(ИСХОДНЫЙ ОТРЫВОК):
━━━

Как ни странно, это предисловие-скороговорка и есть то самое незыблемое, что остается во всех построениях Белого. Даже когда он начинает по видимости этому противоречить, внутренне — в этом религиозном отношении к слову — его основа и как художника, и как мыслителя. Для него искусство если и является целью, то далеко не последней целью, само оно должно вести к преображению жизни, к теургии. Религия завершает искусство и дает ему смысл. Без этого мир будет пребывать в хаосе. Человек входит в этот мировой хаос и своим творчеством вносит в него смыслы, создает ценности, творит жизнь. Через творчество Логос организует мировой Хаос.

Белый со скепсисом относится к «научному познанию», в его представлении наука занимается систематизацией человеческого незнания. Подлинное знание — это всегда творчество, преображение действительности, оно неотрывно от смысла жизни. Отсюда и задача художника: он творит ценности, исходя из внутреннего опыта, и чем глубже, чем сильнее его переживание, выраженное в тех или иных символах, тем значительнее ценность этого переживания, которое может стать коллективным и даже универсальным (таковым является, например, христианство). Начало всему дает (что особенно важно для художника) жизнетворчество: человек, а писатель тем более, должен создавать самого себя, и значит — «он должен стать своей собственной художественной формой».

По сути все теоретические изыскания Белого, если внимательно вглядываться в каждую веху его жизни, носят скрыто-биографический характер. Он сам стремился к теургии, к внесению смысла во внесмысловое хаотическое начало жизни (хотя почти всегда хаос его одолевал).

К. В. Мочульский в своей книге о Белом не случайно каждую статью Белого объясняет не только непосредственно из его умственной жизни, из его попыток разрешить тот или иной вопрос, но и чисто биографически. На мировоззрение Белого оказывала серьезнейшее влияние не только каждая прочитанная книга, но и каждый, даже незначительный, поворот его жизни. Любая житейская мелочь вырастала в его глазах, благодаря чересчур энергичному воображению, в символ. Так, например, флегмона, которую пришлось оперировать в 1907 г. в Париже, помноженная на раздражение против Блока (последствие горькой и неудачной любви к жене поэта) не могла не выплеснуться в двухлетнюю войну против символистов-петербуржцев (статьи Белого против «мистического анархизма»).

━━━

(ПРИВЕДЁННЫЙ ПЕРЕЧЕНЬ):
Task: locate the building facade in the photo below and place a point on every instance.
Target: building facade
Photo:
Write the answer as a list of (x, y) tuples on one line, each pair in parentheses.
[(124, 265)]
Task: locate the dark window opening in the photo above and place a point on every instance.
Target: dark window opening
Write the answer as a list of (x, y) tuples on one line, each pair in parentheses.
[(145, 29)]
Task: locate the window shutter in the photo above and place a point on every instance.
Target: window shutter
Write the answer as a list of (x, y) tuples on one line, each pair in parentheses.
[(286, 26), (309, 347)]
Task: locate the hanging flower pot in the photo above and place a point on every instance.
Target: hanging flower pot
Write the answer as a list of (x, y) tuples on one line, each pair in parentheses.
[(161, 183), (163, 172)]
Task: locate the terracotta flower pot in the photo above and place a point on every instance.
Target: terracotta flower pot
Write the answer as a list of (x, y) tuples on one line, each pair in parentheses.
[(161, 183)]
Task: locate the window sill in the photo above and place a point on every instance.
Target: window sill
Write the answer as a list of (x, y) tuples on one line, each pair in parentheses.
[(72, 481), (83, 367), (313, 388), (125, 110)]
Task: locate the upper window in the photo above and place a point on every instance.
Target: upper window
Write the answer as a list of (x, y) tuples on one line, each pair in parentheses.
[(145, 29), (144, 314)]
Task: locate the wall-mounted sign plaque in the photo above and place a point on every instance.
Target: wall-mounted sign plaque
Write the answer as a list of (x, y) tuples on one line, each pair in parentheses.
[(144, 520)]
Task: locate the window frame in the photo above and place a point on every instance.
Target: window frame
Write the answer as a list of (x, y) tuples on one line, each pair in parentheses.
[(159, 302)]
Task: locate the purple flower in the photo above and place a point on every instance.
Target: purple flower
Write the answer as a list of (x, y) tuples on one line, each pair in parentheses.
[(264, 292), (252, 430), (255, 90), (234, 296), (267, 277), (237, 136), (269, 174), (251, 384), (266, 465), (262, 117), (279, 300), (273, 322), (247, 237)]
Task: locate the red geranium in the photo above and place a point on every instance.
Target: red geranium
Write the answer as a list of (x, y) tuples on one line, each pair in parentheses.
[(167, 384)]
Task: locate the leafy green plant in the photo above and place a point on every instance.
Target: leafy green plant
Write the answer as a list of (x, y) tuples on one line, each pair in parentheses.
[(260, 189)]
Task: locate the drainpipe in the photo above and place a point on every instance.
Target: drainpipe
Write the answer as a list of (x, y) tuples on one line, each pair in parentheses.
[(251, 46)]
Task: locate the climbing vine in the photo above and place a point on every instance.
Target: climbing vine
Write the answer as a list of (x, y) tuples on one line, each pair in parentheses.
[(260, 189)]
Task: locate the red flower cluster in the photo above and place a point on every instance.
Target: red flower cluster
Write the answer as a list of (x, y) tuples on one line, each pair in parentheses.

━━━

(ЗАДАНИЕ A): Перепишите из отрывка о Белом фрагмент между словами «Как ни странно, это» и «организует мировой Хаос.» включительно.
(ЗАДАНИЕ B):
Ответьте по отрывку о Белом на вопросы:
(i) Что, по отрывку, завершает искусство и дает ему смысл?
(ii) Чем, в представлении Белого, занимается наука?
(iii) Кто автор книги о Белом, упомянутой в отрывке?
(ЗАДАНИЕ C): Продолжите отрывок о Белом, начав сразу после его последнего предложения.
Перечень никак не связан с отрывком о Белом.

(ОТВЕТ A):
Как ни странно, это предисловие-скороговорка и есть то самое незыблемое, что остается во всех построениях Белого. Даже когда он начинает по видимости этому противоречить, внутренне — в этом религиозном отношении к слову — его основа и как художника, и как мыслителя. Для него искусство если и является целью, то далеко не последней целью, само оно должно вести к преображению жизни, к теургии. Религия завершает искусство и дает ему смысл. Без этого мир будет пребывать в хаосе. Человек входит в этот мировой хаос и своим творчеством вносит в него смыслы, создает ценности, творит жизнь. Через творчество Логос организует мировой Хаос.

(ОТВЕТ B):
(i) Религия.
(ii) Систематизацией человеческого незнания.
(iii) К. В. Мочульский.

(ОТВЕТ C):
Эта внутрисимволистская полемика лишь внешне кажется идеологическим спором. В ней поражает не только то, что Белый выступает на стороне идеологически ему чуждого Брюсова против Иванова и Блока, которые в своих взглядах на символизм стоят близко к его собственным воззрениям. Самое поразительное в этой истории — внутреннее одиночество Белого. Все «злые козни» литературных противников целиком находятся в мире его воображения. В своем полемическом задоре Белый никем не понят, но и сам не может понять действительного положения дел, находясь в замкнутом мире тех фантомов, которые создавало его разгоряченное сознание. Отсюда вся странность его выпадов, ему ненавистна теория Чулкова, она воспринимается как карикатура на собственные мысли, но и сам он берет недопустимый тон полемики (дело чуть не дошло до дуэли с Блоком).

Этот полемический «опыт» Белого четче выявляет тот факт, что символизм как течение погубило не различие в теоретических вопросах, но прежде всего несовпадение судеб его представителей. Они были слишком разные люди, одно и то же мистическое содержание переживали различно. Потому столь различными путями шло их жизнетворчество: по «кругу» у Вяч. Иванова, по хаотической ломаной линии (непрерывное впитывание и перерабатывание чужого опыта и чужих идей) у Белого и через мистическое «схождение в народ» у Блока.

В своем творчестве жизни каждый из них был слишком сам по себе, одному трудно было согласиться со всеми. Они не могли объединиться на теории, а общее ослепительно яркое ощущение, пережитое в самом начале XX в. с его «мистическими зорями», не могло удерживать их долго в одном мистическом братстве. Новой религии не получилось, а значит, и теории в полном смысле этого слова уже не могло быть.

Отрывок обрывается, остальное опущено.